▸ **TEXTO DE ESTUDIO**:
----------------

Huir a Siria o Jordania

Esos dos países vecinos son los destinos principales de quienes huyen de Irak campo a través. A Damasco tuvo que huir también Ahmed Alí, que fue empleado como traductor por una televisión británica. «No saben distinguir entre trabajar para las tropas o trabajar para los medios de comunicación. Para ellos somos todos colaboracionistas», cuenta.

Se refiere a las milicias armadas de cada partido, infiltradas en el nuevo Ejército iraquí y los cuerpos de Policía. «Si te topas con ellos en un control y no les gustas por algo, te arrestan, te secuestran y te mandan a una cárcel oculta. Tu familia tendrá suerte si encuentra tu cuerpo».

La suya todavía no ha encontrado a su cuñado. Supo de su desaparición a través de una llamada anónima que recibió en el móvil. «Sabemos quien eres. Tenemos a tu cuñado», dijo la voz implacable. Él les preguntó si querían dinero, pero simplemente colgaron. De eso hace ya año y medio. Ni una llamada más.

Era el segundo mensaje marcado con sangre que recibía. El primero fue el cuerpo tiroteado del hijo de su casero, que le dejaron en el portal de la vivienda. «No sabía si me estaban mandando un mensaje a mí o se habían equivocado, pero me fui esa misma noche de la casa». A la siguiente misiva se marchó del país.

----------------

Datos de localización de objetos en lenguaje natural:
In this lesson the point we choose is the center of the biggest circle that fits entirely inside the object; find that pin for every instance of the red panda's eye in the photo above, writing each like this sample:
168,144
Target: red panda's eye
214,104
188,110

----------------

▸ **TRABAJO PEDIDO**:
a: Transcribe del texto de estudio el fragmento que empieza con "La suya todavía" y sigue hasta "marchó del país.".
b: Indica si cada afirmación concuerda con el texto de estudio, con sí o no y las palabras del texto que lo deciden, citadas tal cual: (i) Ahmed Alí trabajó como traductor para una televisión británica. (ii) Quienes llamaron por el cuñado pidieron dinero. (iii) Tras encontrar el cuerpo del hijo de su casero, siguió unos días en la casa.
Las filas no tienen ningún papel en esto.

▸ **RESPUESTAS**:
a:
La suya todavía no ha encontrado a su cuñado. Supo de su desaparición a través de una llamada anónima que recibió en el móvil. «Sabemos quien eres. Tenemos a tu cuñado», dijo la voz implacable. Él les preguntó si querían dinero, pero simplemente colgaron. De eso hace ya año y medio. Ni una llamada más.

Era el segundo mensaje marcado con sangre que recibía. El primero fue el cuerpo tiroteado del hijo de su casero, que le dejaron en el portal de la vivienda. «No sabía si me estaban mandando un mensaje a mí o se habían equivocado, pero me fui esa misma noche de la casa». A la siguiente misiva se marchó del país.

b:
(i) Sí: «fue empleado como traductor por una televisión británica».
(ii) No: «Él les preguntó si querían dinero, pero simplemente colgaron».
(iii) No: «me fui esa misma noche de la casa».